_Obiettivo del compito_
Trascrivi tutte le righe seguenti come elenco numerato, tralasciando quelle vuote. Non includere le immagini nella risposta.

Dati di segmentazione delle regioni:
----------

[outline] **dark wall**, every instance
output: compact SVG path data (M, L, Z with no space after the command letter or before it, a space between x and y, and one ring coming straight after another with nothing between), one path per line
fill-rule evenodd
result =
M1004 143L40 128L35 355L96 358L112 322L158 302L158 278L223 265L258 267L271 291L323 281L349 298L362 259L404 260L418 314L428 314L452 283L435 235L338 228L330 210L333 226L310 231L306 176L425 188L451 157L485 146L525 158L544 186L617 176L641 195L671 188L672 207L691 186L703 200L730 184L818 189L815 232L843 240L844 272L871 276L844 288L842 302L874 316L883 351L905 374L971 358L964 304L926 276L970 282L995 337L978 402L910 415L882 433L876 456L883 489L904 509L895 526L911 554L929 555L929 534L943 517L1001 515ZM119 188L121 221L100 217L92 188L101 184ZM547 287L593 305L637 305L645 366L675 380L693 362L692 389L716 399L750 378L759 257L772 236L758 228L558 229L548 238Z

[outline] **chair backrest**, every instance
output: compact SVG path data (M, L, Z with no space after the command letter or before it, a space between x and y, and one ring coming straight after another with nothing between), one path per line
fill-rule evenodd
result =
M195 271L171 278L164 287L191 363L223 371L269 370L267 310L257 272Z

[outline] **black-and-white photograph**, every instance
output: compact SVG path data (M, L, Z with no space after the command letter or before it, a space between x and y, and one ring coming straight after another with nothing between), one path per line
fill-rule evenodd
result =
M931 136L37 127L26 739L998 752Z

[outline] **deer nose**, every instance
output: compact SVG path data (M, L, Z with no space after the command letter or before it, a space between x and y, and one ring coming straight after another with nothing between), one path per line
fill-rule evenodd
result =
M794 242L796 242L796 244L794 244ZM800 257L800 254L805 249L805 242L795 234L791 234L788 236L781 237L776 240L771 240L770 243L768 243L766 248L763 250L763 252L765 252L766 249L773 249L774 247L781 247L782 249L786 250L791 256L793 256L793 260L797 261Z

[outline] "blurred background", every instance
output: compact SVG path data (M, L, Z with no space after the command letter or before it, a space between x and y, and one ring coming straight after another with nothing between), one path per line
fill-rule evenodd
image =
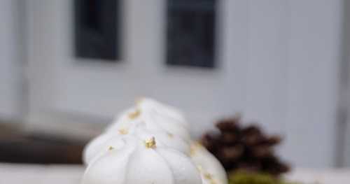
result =
M292 165L350 167L342 0L0 0L0 161L79 163L135 99L194 138L241 113Z

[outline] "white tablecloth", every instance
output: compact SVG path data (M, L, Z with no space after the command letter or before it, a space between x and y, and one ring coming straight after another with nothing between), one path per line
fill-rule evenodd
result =
M81 166L0 164L0 184L79 184ZM305 183L348 184L350 169L296 169L286 178Z

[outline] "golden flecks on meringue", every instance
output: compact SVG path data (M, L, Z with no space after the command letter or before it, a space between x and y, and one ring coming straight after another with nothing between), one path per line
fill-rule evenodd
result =
M145 141L145 146L147 148L155 148L156 143L155 138L153 136L150 139L146 139Z
M214 178L213 175L211 174L210 173L205 171L201 165L197 165L197 169L198 169L198 171L200 171L200 173L203 176L203 178L205 180L207 180L210 182L210 184L217 184L218 183L215 181L215 179Z
M133 120L136 118L139 117L141 114L141 111L139 108L136 108L134 112L129 113L129 118Z
M120 134L122 134L122 135L125 135L125 134L129 134L129 131L127 131L127 129L120 129L118 130L118 132L119 132Z
M191 144L190 147L190 155L193 156L196 153L197 150L202 147L202 144L199 142L195 141Z

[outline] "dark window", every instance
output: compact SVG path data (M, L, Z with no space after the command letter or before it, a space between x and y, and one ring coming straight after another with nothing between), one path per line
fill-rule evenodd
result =
M215 0L168 0L167 63L213 68Z
M75 54L83 58L118 59L118 0L74 0Z

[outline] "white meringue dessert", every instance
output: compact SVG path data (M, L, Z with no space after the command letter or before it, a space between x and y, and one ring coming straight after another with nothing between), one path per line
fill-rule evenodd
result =
M130 123L132 124L132 123ZM190 145L178 136L171 134L162 131L148 130L143 122L139 124L134 123L132 126L127 128L122 128L115 132L115 134L104 133L90 141L83 153L84 163L88 164L91 160L98 155L101 150L106 149L113 143L113 141L118 141L118 139L125 136L134 136L139 139L146 139L153 136L158 141L158 147L167 147L177 150L184 154L188 155L190 153Z
M183 153L158 148L157 140L117 139L86 169L82 184L201 184L196 167Z
M139 100L85 146L81 184L227 184L220 162L188 129L176 108Z
M190 146L190 157L198 167L203 184L227 184L226 171L220 162L198 142Z

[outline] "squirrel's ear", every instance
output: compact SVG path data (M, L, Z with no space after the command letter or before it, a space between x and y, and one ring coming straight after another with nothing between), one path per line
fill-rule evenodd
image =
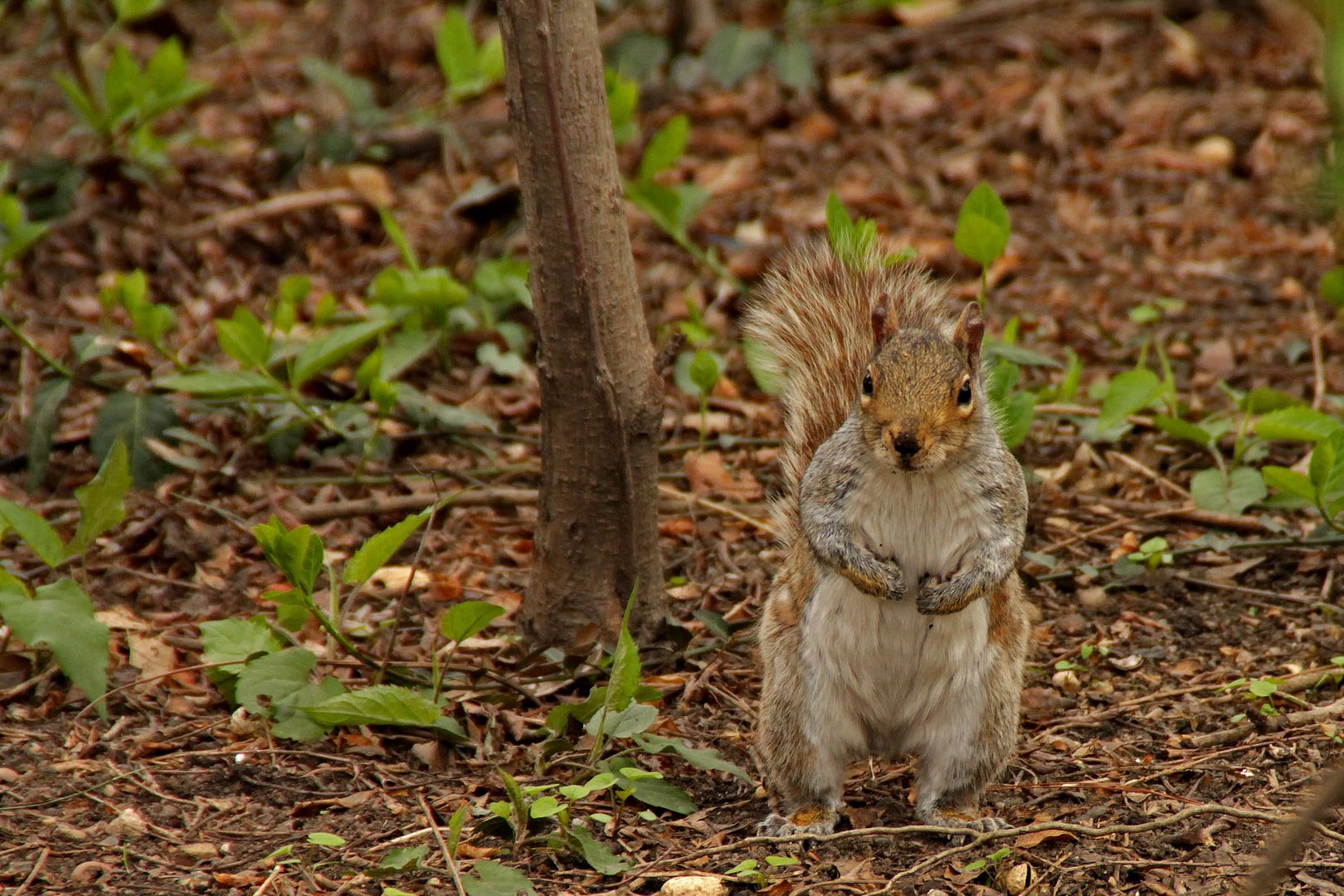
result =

----------

_Compito svolto_
1. [outline] **dark wall**, every instance
2. output: compact SVG path data (M, L, Z with no space after the command letter or before it, a space between x and y, and one ring coming straight after another with nothing between), one path per line
3. fill-rule evenodd
4. result =
5. M1004 143L40 128L35 355L96 358L112 322L158 302L158 278L223 265L258 267L271 291L323 281L349 298L362 259L404 260L418 314L428 314L452 283L435 235L338 228L330 210L333 226L310 231L306 176L425 188L451 157L485 146L525 158L544 186L617 176L641 195L671 188L672 207L691 186L703 200L730 184L818 189L815 232L843 240L844 272L871 276L844 288L842 302L874 316L883 351L905 374L971 358L964 304L926 276L970 282L995 337L978 402L910 415L882 433L876 456L883 489L904 509L895 526L911 554L929 555L929 534L943 517L1001 515ZM119 188L121 221L100 217L92 188L101 184ZM547 287L593 305L637 305L645 366L675 380L693 362L692 389L716 399L750 378L759 257L772 236L758 228L558 229L548 238Z
6. [outline] **chair backrest**, every instance
7. output: compact SVG path data (M, L, Z with no space after the command letter or before it, a space between x and y, and one ring coming straight after another with nothing between), one path per line
8. fill-rule evenodd
9. result =
10. M195 271L171 278L164 287L191 363L223 371L269 370L267 310L257 272Z
11. [outline] **black-and-white photograph**, every instance
12. output: compact SVG path data (M, L, Z with no space after the command letter or before it, a space between x and y, and one ring coming straight after another with nothing between), one path per line
13. fill-rule evenodd
14. result =
15. M931 136L37 127L26 739L998 752Z
16. [outline] **deer nose**, every instance
17. output: compact SVG path data (M, L, Z with no space after the command letter or before it, a space between x and y, and one ring coming straight after another with nothing between), one path per line
18. fill-rule evenodd
19. result =
20. M794 242L796 242L796 244L794 244ZM800 257L800 254L805 249L805 242L795 234L791 234L788 236L781 237L776 240L771 240L770 243L768 243L766 248L763 250L763 252L765 252L766 249L773 249L774 247L781 247L782 249L786 250L791 256L793 256L793 260L797 261Z
21. [outline] "blurred background", every instance
22. output: compact SVG path data (M, L, Z with no space after the command letter or before it, a space between x and y, and one ring coming straight after another with nothing between), one path per line
23. fill-rule evenodd
24. image =
25. result =
26. M292 165L350 167L342 0L0 0L0 161L79 163L135 99L194 138L241 113Z
27. [outline] "white tablecloth", every instance
28. output: compact SVG path data (M, L, Z with no space after the command letter or before it, a space between x and y, and one ring coming straight after another with nothing between), one path per line
29. fill-rule evenodd
30. result =
31. M81 166L0 164L0 184L79 184ZM305 183L348 184L350 169L296 169L286 178Z
32. [outline] "golden flecks on meringue", every instance
33. output: compact SVG path data (M, L, Z with no space after the command letter or before it, a space between x and y, and one ring coming straight after another with nothing between), one path per line
34. fill-rule evenodd
35. result =
36. M145 141L145 146L147 148L155 148L156 143L155 138L153 136L150 139L146 139Z
37. M214 178L213 175L211 174L210 173L205 171L201 165L197 165L197 169L198 169L198 171L200 171L200 173L203 176L203 178L205 180L207 180L210 182L210 184L217 184L218 183L215 181L215 179Z
38. M133 120L136 118L139 117L141 114L141 111L139 108L136 108L134 112L129 113L129 118Z
39. M120 134L122 134L122 135L125 135L125 134L129 134L129 131L127 131L127 129L120 129L118 130L118 132L119 132Z
40. M191 144L190 147L190 155L193 156L196 153L197 150L202 147L202 144L199 142L195 141Z
41. [outline] "dark window", every instance
42. output: compact SVG path data (M, L, Z with no space after the command letter or before it, a space between x and y, and one ring coming straight after another with nothing between), one path per line
43. fill-rule evenodd
44. result =
45. M215 0L168 0L167 63L213 68Z
46. M75 54L83 58L118 59L118 0L74 0Z
47. [outline] "white meringue dessert", every instance
48. output: compact SVG path data (M, L, Z with no space after the command letter or before it, a space between x and y, and one ring coming straight after another with nothing between), one path per line
49. fill-rule evenodd
50. result =
51. M130 123L132 124L132 123ZM190 145L178 136L171 134L162 131L148 130L143 122L139 124L134 123L132 126L127 128L122 128L115 132L115 134L104 133L90 141L83 153L84 163L88 164L91 160L98 155L101 150L106 149L113 143L113 141L118 141L118 139L125 136L134 136L139 139L146 139L153 136L158 141L158 147L167 147L177 150L184 154L188 155L190 153Z
52. M183 153L158 148L157 140L117 139L86 169L82 184L201 184L196 167Z
53. M139 100L85 146L81 184L227 184L220 162L188 129L176 108Z
54. M190 146L190 157L198 167L203 184L227 184L226 171L220 162L198 142Z
55. [outline] "squirrel's ear", every instance
56. output: compact SVG path data (M, L, Z with no space after the command letter or before it, a space between x and y, and one ring coming straight after another with nothing between), one path per line
57. fill-rule evenodd
58. image =
59. result =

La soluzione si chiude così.